-- WORK REQUIRED --
Filter the rows below, keeping each line that contains the word "leaf" and copying it unchanged.

## BEGIN EXTRACTED MATERIAL

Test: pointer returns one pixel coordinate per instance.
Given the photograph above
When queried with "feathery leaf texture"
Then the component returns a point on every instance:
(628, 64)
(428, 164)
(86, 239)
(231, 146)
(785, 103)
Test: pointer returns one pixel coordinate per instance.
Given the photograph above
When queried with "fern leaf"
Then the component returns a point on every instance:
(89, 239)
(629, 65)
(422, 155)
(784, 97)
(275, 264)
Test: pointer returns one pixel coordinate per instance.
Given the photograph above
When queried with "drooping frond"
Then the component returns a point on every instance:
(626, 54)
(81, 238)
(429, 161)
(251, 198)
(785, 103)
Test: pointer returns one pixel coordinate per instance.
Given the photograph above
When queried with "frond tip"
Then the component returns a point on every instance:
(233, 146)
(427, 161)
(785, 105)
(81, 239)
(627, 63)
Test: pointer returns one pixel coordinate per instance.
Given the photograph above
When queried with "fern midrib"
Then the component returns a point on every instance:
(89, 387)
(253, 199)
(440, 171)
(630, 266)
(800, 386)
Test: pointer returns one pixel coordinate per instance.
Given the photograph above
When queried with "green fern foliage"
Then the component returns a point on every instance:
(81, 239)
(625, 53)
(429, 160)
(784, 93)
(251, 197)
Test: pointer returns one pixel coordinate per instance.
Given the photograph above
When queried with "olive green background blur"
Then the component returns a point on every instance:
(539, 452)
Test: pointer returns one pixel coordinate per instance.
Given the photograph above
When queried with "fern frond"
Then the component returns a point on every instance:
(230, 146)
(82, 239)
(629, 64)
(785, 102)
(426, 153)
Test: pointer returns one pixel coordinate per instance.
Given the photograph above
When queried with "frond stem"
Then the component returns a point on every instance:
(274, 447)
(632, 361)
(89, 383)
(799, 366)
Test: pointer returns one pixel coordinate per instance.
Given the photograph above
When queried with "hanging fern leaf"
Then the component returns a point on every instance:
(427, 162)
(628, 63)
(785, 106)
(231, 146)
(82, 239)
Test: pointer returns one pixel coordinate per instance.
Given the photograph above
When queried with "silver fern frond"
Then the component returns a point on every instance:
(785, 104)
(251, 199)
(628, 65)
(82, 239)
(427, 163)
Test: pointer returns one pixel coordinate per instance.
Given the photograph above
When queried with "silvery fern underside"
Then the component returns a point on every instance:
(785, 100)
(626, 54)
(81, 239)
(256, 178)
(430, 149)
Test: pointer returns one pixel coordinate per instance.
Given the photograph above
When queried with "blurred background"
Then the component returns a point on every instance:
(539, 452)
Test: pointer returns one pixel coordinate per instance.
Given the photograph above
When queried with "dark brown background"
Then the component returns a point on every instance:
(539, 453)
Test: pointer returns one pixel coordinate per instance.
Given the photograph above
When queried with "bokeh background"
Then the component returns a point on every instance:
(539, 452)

## END EXTRACTED MATERIAL

-- RESULT OF THE TASK --
When queried with "feathery leaf texture"
When queried with "fern leaf"
When queried with "hanging fern leaf"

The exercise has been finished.